Excerpts from a dataset:
********************

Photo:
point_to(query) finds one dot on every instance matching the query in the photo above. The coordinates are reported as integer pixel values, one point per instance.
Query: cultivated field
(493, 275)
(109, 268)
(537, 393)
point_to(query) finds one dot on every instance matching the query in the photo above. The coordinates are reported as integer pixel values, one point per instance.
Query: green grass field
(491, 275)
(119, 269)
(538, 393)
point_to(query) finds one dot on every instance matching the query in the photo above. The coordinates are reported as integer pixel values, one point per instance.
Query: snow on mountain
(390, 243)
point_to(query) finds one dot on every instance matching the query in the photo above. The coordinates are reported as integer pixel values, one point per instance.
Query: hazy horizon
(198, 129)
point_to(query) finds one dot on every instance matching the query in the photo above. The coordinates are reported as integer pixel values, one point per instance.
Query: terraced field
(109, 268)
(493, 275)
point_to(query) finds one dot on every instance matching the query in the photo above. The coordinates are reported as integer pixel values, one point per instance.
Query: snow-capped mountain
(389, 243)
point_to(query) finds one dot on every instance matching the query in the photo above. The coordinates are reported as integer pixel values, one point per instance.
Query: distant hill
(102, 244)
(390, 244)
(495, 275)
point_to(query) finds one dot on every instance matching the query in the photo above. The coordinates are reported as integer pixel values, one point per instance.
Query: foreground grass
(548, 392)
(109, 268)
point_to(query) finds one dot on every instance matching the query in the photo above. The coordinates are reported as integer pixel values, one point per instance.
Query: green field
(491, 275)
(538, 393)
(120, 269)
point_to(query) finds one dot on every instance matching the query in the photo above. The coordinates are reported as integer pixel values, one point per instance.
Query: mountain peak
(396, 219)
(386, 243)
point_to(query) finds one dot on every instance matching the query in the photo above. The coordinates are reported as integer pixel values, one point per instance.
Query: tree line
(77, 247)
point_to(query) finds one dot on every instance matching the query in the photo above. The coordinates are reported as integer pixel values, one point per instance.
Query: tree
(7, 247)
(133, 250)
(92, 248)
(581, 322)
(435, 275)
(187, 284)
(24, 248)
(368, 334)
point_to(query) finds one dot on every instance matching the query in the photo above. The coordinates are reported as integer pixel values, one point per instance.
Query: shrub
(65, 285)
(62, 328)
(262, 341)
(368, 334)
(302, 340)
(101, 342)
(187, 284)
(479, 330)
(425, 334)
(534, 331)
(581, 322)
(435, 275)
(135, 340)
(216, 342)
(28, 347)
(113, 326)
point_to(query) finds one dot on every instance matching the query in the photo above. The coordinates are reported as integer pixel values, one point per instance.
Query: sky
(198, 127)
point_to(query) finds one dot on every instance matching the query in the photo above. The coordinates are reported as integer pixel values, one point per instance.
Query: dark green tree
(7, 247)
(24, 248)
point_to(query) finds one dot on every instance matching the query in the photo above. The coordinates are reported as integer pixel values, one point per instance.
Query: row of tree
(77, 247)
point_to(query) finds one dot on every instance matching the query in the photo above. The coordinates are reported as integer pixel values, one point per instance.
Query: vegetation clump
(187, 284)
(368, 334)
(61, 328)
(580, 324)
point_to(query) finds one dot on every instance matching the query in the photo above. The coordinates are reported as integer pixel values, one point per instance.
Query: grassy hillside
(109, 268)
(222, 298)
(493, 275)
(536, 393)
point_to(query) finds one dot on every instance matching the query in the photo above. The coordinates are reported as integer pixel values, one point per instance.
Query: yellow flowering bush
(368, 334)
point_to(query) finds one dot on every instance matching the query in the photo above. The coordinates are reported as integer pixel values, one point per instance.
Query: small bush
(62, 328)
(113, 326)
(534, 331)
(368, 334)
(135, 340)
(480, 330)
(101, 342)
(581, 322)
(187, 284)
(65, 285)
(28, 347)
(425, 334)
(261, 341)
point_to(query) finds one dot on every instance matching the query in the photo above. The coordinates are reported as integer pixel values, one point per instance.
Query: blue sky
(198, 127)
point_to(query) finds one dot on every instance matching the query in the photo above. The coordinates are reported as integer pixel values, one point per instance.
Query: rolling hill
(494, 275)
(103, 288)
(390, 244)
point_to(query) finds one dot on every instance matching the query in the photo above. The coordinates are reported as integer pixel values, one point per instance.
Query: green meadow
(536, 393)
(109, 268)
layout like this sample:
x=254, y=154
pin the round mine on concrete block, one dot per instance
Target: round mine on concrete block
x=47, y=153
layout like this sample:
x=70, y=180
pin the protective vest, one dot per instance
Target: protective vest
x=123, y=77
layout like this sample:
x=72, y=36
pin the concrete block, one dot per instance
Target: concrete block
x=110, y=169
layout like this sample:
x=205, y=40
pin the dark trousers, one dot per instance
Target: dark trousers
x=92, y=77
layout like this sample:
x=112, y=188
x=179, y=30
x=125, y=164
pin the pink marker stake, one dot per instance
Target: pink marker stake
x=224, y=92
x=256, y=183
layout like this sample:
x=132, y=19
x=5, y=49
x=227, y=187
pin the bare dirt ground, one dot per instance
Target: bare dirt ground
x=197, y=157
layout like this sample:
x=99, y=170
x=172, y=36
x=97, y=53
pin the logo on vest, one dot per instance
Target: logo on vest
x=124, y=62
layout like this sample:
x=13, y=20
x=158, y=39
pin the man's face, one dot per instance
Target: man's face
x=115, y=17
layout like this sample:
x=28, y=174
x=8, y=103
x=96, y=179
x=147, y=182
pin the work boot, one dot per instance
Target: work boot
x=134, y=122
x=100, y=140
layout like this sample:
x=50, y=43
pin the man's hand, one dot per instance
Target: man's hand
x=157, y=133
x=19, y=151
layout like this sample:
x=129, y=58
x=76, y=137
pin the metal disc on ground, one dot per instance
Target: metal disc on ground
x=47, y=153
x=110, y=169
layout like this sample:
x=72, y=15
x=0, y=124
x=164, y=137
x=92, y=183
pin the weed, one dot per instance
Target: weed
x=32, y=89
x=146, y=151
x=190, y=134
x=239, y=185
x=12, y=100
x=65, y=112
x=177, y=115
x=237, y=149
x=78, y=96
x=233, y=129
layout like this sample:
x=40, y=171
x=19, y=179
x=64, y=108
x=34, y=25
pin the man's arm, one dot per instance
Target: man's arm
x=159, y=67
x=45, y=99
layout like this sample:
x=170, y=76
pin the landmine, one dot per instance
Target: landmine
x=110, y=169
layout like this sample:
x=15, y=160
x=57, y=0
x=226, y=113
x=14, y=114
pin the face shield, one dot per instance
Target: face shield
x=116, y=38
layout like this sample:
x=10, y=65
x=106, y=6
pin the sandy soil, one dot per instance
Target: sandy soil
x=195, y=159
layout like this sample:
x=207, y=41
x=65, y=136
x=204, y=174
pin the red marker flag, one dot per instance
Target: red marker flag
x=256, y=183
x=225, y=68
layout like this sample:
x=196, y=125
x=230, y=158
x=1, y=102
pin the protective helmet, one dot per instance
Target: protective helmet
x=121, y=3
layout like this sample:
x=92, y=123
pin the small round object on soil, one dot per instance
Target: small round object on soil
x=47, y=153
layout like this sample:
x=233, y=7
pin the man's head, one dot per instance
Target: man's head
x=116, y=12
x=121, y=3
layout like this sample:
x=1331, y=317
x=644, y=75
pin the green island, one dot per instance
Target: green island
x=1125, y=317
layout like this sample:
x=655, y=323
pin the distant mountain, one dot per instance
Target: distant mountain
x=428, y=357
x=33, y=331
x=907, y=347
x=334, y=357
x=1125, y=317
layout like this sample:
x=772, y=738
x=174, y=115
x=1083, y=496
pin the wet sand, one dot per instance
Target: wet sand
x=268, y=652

********************

- [WHAT TO WORK ON]: Reproduce the data verbatim, line for line.

- [WRITTEN ANSWER]:
Photo:
point_to(query) finds one dot on every instance matching the query in the photo above. The coordinates are reported as integer pixel values, one point per instance.
Query: cultivated field
(493, 275)
(109, 268)
(537, 393)
point_to(query) finds one dot on every instance matching the query in the photo above. The coordinates are reported as integer pixel values, one point per instance.
Query: green grass field
(491, 275)
(119, 269)
(538, 393)
point_to(query) finds one dot on every instance matching the query in the photo above. The coordinates are reported as integer pixel values, one point per instance.
Query: snow on mountain
(390, 243)
point_to(query) finds one dot on every instance matching the query in the photo above. The coordinates are reported as integer pixel values, one point per instance.
Query: hazy horizon
(198, 129)
point_to(query) finds one dot on every instance matching the query in the photo above. The coordinates are reported as integer pixel values, one point per instance.
Query: terraced field
(109, 268)
(493, 275)
point_to(query) finds one dot on every instance matching the query in the photo above. The coordinates are reported as integer pixel values, one point per instance.
Query: snow-capped mountain
(389, 243)
point_to(query) finds one dot on every instance matching the query in the photo above. The coordinates are reported as integer pixel values, one point per instance.
Query: distant hill
(102, 244)
(390, 244)
(495, 275)
point_to(query) finds one dot on every instance matching the query in the photo above. The coordinates are reported as integer pixel values, one point per instance.
Query: foreground grass
(548, 392)
(109, 268)
point_to(query) finds one dot on every instance matching the query in the photo above. The coordinates are reported as integer pixel values, one point per instance.
Query: green field
(491, 275)
(538, 393)
(120, 269)
point_to(query) finds one dot on every instance matching the query in the photo above. The coordinates are reported as integer pixel values, one point per instance.
Query: mountain peak
(396, 219)
(386, 243)
point_to(query) finds one dot on every instance matching the query in the photo above. The coordinates are reported as integer pixel values, one point per instance.
Query: tree line
(77, 247)
point_to(query) finds one dot on every instance matching the query in the photo above. The coordinates are reported as integer pixel values, one point per instance.
Query: tree
(7, 247)
(133, 250)
(92, 248)
(581, 322)
(435, 275)
(187, 284)
(24, 248)
(368, 334)
point_to(query) finds one dot on every instance matching the query in the photo above. The coordinates are reported as integer pixel values, one point per instance.
Query: shrub
(65, 285)
(62, 328)
(262, 341)
(368, 334)
(302, 340)
(101, 342)
(187, 284)
(479, 330)
(425, 334)
(534, 331)
(581, 322)
(435, 275)
(135, 340)
(216, 342)
(28, 347)
(113, 326)
point_to(query) finds one dot on every instance matching the query in the photo above. The coordinates are reported as integer pixel values, one point per instance.
Query: sky
(198, 127)
point_to(query) finds one dot on every instance matching the query in the photo above. The coordinates are reported as integer pixel values, one point per instance.
Query: dark green tree
(7, 247)
(24, 248)
point_to(query) finds one dot on every instance matching the query in the photo above. The coordinates are reported as integer pixel values, one point per instance.
Query: row of tree
(77, 247)
point_to(query) finds one dot on every instance matching the query in the photo above. The coordinates are reported as integer pixel values, one point per instance.
Query: vegetation clump
(187, 284)
(368, 334)
(61, 328)
(580, 324)
point_to(query) finds one dot on every instance matching the query in the photo above. The coordinates are reported as integer pixel values, one point per instance.
Query: grassy hillside
(109, 268)
(222, 298)
(493, 275)
(536, 393)
point_to(query) finds one dot on every instance matching the query in the photo above. The coordinates are reported as integer pixel values, one point per instance.
Query: yellow flowering bush
(368, 334)
point_to(query) finds one dot on every instance matching the query in the photo above. The coordinates are reported as integer pixel values, one point per instance.
Query: small bush
(62, 328)
(113, 326)
(534, 331)
(368, 334)
(135, 340)
(480, 330)
(101, 342)
(581, 322)
(187, 284)
(65, 285)
(28, 347)
(425, 334)
(261, 341)
point_to(query) finds one dot on every instance matching the query in the photo above. The coordinates are reported as integer pixel values, one point per instance.
Query: blue sky
(198, 127)
point_to(query) finds one dot on every instance matching the query in the photo above. The coordinates are reported as integer pixel values, one point per instance.
Query: rolling hill
(494, 275)
(103, 288)
(390, 244)
point_to(query) finds one dot on every instance matching the query in the photo above. The coordinates are reported as integer pixel values, one point per instance.
Query: green meadow
(536, 393)
(109, 268)
layout like this sample:
x=254, y=154
pin the round mine on concrete block, one dot per instance
Target: round mine on concrete block
x=47, y=153
layout like this sample:
x=70, y=180
pin the protective vest, one dot per instance
Target: protective vest
x=123, y=77
layout like this sample:
x=72, y=36
pin the concrete block, one dot per instance
Target: concrete block
x=110, y=169
layout like this sample:
x=205, y=40
pin the dark trousers, one dot per instance
Target: dark trousers
x=92, y=77
layout like this sample:
x=112, y=188
x=179, y=30
x=125, y=164
pin the pink marker stake, one dot per instance
Target: pink marker stake
x=224, y=92
x=256, y=183
layout like this sample:
x=132, y=19
x=5, y=49
x=227, y=187
pin the bare dirt ground, one dot per instance
Target: bare dirt ground
x=197, y=157
layout like this sample:
x=99, y=170
x=172, y=36
x=97, y=53
pin the logo on vest, one dot per instance
Target: logo on vest
x=124, y=62
layout like this sample:
x=13, y=20
x=158, y=39
pin the man's face, one dot per instance
Target: man's face
x=115, y=17
layout like this sample:
x=28, y=174
x=8, y=103
x=96, y=179
x=147, y=182
pin the work boot, one dot per instance
Target: work boot
x=134, y=122
x=100, y=140
layout like this sample:
x=50, y=43
pin the man's hand, one dot per instance
Target: man's hand
x=157, y=133
x=19, y=151
layout like this sample:
x=129, y=58
x=76, y=137
pin the metal disc on ground, one dot per instance
Target: metal disc on ground
x=47, y=153
x=110, y=169
layout like this sample:
x=72, y=15
x=0, y=124
x=164, y=137
x=92, y=183
pin the weed, one dot per instance
Target: weed
x=32, y=89
x=146, y=151
x=190, y=134
x=239, y=185
x=12, y=100
x=65, y=112
x=177, y=115
x=237, y=149
x=78, y=96
x=233, y=129
layout like this sample:
x=40, y=171
x=19, y=179
x=64, y=108
x=34, y=25
pin the man's arm, one dot per instance
Target: man's arm
x=159, y=67
x=45, y=99
layout like this sample:
x=170, y=76
pin the landmine, one dot per instance
Target: landmine
x=110, y=169
layout like this sample:
x=15, y=160
x=57, y=0
x=226, y=113
x=14, y=114
pin the face shield, one dot per instance
Target: face shield
x=116, y=38
layout like this sample:
x=10, y=65
x=106, y=6
pin the sandy soil, one dot per instance
Target: sandy soil
x=195, y=159
layout like this sample:
x=207, y=41
x=65, y=136
x=204, y=174
pin the red marker flag, one dot per instance
Target: red marker flag
x=256, y=183
x=225, y=68
layout like this sample:
x=196, y=125
x=230, y=158
x=1, y=102
pin the protective helmet, one dot per instance
Target: protective helmet
x=121, y=3
layout like this sample:
x=92, y=123
pin the small round object on soil, one dot per instance
Target: small round object on soil
x=47, y=153
layout like this sample:
x=233, y=7
pin the man's head, one dot per instance
Target: man's head
x=116, y=12
x=121, y=3
layout like this sample:
x=1331, y=317
x=644, y=75
pin the green island, one dot per instance
Target: green island
x=1125, y=317
layout like this sample:
x=655, y=323
pin the distant mountain, one dot per instance
Target: distant mountain
x=428, y=357
x=33, y=331
x=907, y=347
x=334, y=357
x=1125, y=317
layout like this sample:
x=772, y=738
x=174, y=115
x=1083, y=496
pin the wet sand, one dot per instance
Target: wet sand
x=268, y=652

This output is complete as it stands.